### Exercícios propostos
1: De acordo com o texto sobre a «língua covid», em quantos doentes incidiu o estudo?
2: Indique se cada afirmação está de acordo com o texto sobre a «língua covid», justificando com as palavras exatas do texto. (a) A dermatologista ofereceu-se como voluntária no hospital de campanha da IFEMA. (b) O estudo foi publicado no El País. (c) Menos de um quarto dos pacientes revelou alterações na mucosa oral.

### Excerto citado
————————
Confrontada com o cancelamento de inúmeras cirurgias a pacientes com cancro da pele no Hospital Universitário La Paz, em Madrid, a dermatologista Almudena Nuño González decidiu apresentar-se como voluntária no hospital de campanha montado no recinto da Instituição de Feiras de Madrid (IFEMA). Escusado será dizer que a médica não conseguiu deixar de olhar para os doentes infetados enquanto dermatologista, tendo identificado um novo sintoma da infeção: a "língua covid".
"Encontrámos algumas alterações que até então não tinham sido relacionadas com a covid-19: uma língua dilatada, como se estivesse inchada, na qual se veem marcas dos dentes, e que também pode estar depapilada, com zonas do dorso com pequenos buraquinhos e as papilas achatadas", explicou Almudena, ao El País, acrescentando tratar-se de "uma língua com manchas rosadas".
O estudo, realizado entre 10 e 25 de abril de 2020, incidiu em 666 doentes covid, com idade média de 56 anos, e foi publicado no British Journal of Dermatology. A análise dos médicos mostra que mais de 25% dos pacientes revelaram alterações na mucosa oral.
————————
### Conjunto de dados
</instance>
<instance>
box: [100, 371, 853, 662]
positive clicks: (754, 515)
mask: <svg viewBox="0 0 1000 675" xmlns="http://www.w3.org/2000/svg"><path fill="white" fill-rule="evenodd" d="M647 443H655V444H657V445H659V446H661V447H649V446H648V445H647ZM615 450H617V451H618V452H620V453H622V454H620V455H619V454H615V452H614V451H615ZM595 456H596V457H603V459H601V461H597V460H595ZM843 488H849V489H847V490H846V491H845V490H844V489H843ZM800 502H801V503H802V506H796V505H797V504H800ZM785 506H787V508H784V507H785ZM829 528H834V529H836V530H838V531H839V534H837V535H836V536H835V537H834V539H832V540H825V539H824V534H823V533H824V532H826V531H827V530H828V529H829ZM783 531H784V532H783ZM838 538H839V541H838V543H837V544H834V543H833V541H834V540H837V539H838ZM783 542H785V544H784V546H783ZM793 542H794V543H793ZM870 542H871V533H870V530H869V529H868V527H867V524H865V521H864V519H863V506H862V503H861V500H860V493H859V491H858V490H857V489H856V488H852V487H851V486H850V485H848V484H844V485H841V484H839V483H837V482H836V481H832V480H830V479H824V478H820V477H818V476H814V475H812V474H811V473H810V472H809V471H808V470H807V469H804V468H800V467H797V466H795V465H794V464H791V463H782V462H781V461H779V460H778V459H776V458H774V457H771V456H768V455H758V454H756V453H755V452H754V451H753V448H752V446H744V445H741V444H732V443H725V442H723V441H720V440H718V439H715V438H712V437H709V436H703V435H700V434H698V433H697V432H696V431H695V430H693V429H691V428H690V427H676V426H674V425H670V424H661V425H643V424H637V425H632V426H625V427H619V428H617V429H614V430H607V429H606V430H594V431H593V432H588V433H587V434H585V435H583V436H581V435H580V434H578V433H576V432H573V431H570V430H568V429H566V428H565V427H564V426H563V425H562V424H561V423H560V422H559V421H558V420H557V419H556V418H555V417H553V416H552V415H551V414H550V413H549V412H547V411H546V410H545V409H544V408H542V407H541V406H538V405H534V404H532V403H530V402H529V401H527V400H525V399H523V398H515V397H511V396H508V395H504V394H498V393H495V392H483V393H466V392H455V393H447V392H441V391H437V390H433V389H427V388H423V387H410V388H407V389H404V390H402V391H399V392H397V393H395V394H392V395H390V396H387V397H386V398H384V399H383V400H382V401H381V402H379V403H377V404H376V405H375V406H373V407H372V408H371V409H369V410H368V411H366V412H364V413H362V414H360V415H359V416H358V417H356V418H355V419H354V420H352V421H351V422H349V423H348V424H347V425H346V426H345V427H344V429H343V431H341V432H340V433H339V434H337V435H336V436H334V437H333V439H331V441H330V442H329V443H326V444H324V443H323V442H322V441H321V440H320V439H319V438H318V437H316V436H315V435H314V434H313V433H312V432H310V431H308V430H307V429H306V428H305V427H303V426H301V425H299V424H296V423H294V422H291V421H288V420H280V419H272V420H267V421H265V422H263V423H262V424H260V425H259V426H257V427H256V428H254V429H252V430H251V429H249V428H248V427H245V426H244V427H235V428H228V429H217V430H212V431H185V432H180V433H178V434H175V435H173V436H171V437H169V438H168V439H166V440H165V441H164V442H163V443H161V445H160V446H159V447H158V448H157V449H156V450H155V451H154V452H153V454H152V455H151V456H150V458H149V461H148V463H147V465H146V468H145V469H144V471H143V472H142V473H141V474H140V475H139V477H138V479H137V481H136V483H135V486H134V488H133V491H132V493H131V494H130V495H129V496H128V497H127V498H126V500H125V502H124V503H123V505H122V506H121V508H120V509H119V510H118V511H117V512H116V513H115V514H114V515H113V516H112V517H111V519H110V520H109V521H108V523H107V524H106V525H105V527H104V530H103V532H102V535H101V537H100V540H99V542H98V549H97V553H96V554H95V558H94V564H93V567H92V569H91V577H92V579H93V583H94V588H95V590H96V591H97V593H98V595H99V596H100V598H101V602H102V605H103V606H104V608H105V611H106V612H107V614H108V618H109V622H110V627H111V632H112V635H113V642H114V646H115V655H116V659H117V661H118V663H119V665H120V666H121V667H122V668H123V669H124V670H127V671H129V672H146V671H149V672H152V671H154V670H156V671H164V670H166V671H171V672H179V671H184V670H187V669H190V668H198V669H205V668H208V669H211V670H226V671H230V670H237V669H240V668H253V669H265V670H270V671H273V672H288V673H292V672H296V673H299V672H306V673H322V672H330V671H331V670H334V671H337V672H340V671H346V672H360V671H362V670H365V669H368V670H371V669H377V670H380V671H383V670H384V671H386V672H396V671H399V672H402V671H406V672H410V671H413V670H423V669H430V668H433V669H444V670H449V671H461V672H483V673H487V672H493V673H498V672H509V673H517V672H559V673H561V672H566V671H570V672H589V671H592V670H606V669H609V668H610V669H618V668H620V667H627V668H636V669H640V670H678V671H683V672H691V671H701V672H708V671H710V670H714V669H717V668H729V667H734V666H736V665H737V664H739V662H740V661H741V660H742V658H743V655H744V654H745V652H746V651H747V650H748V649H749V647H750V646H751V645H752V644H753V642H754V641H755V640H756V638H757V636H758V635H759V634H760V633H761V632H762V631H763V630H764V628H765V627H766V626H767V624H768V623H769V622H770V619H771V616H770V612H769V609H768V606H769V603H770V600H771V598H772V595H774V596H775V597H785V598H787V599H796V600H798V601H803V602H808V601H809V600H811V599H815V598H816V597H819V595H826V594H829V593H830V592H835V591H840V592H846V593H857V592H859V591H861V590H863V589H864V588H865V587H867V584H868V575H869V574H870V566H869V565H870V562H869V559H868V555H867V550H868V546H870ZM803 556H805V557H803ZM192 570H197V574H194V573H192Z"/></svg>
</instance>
————————
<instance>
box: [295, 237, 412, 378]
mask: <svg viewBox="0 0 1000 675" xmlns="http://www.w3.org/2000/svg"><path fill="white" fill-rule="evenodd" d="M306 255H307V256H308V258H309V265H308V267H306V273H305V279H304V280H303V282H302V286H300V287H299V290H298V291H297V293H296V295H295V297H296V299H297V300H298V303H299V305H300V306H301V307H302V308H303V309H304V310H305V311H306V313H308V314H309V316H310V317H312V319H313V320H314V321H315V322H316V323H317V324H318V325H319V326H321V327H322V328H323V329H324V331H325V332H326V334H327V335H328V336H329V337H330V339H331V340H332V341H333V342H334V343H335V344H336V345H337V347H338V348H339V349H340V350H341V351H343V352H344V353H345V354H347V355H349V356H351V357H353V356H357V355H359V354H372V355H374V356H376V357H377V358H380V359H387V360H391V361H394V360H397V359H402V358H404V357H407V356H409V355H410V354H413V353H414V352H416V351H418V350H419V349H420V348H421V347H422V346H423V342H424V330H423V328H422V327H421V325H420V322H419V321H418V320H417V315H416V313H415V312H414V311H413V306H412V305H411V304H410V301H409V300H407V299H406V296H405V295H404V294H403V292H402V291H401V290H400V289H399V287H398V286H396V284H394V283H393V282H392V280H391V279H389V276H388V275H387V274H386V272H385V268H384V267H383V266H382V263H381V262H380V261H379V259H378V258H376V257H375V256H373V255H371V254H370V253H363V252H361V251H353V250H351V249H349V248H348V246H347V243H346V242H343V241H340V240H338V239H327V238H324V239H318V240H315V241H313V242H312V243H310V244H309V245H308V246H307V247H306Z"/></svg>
————————
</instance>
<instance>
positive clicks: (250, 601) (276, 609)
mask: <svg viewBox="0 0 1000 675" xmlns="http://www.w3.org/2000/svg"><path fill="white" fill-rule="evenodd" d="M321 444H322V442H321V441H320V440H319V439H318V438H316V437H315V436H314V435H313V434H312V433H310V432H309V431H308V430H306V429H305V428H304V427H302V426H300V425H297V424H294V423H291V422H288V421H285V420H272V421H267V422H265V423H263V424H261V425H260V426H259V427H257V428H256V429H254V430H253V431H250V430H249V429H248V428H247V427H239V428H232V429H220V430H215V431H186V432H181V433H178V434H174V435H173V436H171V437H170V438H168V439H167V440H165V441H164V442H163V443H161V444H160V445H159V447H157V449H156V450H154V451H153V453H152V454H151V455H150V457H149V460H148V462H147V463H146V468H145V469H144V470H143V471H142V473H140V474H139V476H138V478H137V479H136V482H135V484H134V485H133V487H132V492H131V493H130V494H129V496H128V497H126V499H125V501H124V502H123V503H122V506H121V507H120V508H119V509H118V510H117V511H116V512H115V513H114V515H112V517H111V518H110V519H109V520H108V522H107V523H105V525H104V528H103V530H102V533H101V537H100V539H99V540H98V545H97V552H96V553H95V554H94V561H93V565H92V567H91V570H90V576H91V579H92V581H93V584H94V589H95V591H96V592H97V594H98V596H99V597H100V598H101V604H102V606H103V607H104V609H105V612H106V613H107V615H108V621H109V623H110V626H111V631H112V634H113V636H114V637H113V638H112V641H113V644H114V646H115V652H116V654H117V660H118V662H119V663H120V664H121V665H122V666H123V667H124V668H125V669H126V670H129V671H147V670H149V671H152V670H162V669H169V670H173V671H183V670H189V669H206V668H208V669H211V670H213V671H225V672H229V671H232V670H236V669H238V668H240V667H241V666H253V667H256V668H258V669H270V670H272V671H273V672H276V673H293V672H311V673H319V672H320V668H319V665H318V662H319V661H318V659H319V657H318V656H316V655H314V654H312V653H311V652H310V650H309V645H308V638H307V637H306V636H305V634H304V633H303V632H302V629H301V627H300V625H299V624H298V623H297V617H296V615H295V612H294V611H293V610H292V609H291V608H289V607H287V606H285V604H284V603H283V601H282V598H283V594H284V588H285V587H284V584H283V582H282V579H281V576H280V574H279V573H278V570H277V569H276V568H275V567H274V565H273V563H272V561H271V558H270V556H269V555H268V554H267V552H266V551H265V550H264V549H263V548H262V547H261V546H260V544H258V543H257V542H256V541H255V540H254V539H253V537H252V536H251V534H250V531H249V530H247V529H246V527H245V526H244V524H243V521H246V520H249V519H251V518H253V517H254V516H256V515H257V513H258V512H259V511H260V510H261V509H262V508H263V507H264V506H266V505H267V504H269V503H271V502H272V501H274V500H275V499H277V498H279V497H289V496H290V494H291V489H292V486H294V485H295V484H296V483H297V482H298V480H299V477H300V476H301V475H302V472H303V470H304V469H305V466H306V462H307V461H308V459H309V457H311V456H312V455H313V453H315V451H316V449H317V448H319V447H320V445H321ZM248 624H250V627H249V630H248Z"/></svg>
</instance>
————————
### Soluções dos exercícios
1: Em 666 doentes covid, com idade média de 56 anos.

2:
(a) Sim: «decidiu apresentar-se como voluntária no hospital de campanha montado no recinto da Instituição de Feiras de Madrid (IFEMA)».
(b) Não: «foi publicado no British Journal of Dermatology».
(c) Não: «mais de 25% dos pacientes revelaram alterações na mucosa oral».